Stated problem: Locate every row below that contains the string "barbell" and copy each such row in full. Matching is case-sensitive.
++++ Supplied records ++++
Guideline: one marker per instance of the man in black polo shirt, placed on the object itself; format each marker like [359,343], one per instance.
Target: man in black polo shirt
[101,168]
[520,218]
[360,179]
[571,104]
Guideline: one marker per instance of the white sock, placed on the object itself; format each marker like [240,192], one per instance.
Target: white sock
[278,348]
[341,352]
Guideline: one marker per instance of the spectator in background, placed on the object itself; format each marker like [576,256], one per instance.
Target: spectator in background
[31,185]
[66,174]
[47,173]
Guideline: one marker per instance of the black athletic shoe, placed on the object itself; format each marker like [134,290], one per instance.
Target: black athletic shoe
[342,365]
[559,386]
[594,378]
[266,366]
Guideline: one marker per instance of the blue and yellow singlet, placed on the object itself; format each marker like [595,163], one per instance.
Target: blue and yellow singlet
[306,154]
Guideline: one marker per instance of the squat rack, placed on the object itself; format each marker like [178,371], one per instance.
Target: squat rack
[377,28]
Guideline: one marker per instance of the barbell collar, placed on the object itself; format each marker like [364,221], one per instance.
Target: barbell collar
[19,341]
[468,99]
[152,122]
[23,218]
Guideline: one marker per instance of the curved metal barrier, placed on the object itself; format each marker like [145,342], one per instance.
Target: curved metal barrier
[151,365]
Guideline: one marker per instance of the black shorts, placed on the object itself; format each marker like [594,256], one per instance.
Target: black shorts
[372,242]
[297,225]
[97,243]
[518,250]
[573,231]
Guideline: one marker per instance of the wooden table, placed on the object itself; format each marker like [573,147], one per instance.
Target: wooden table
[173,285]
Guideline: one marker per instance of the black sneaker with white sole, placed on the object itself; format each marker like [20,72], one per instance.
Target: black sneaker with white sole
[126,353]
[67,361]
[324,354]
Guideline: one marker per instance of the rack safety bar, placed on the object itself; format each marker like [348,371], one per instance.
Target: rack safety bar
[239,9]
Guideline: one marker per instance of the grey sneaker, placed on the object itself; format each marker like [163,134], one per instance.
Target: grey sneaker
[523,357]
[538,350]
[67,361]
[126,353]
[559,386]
++++
++++ Supplied records ++++
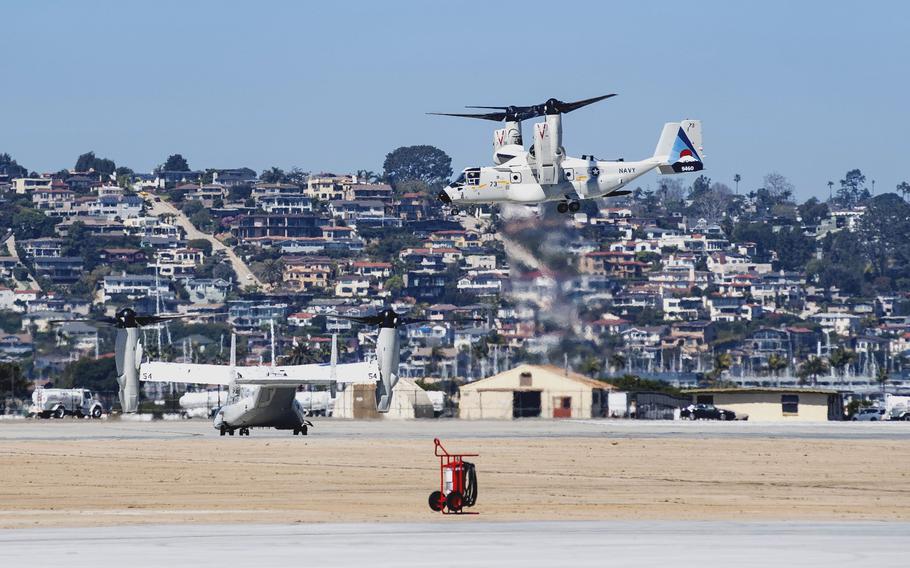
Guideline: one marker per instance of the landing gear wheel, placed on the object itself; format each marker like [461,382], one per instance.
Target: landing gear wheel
++++
++++ Supplied records ++++
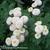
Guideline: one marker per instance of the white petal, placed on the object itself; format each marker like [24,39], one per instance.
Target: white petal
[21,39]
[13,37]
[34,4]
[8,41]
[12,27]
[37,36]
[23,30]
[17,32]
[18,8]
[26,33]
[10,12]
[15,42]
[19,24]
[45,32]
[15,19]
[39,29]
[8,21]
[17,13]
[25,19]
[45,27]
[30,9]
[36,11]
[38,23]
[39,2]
++++
Task answer:
Guideline: one marker per instance of the barbell collar, placed on the object itself; format each marker like [364,221], one per instance.
Target: barbell collar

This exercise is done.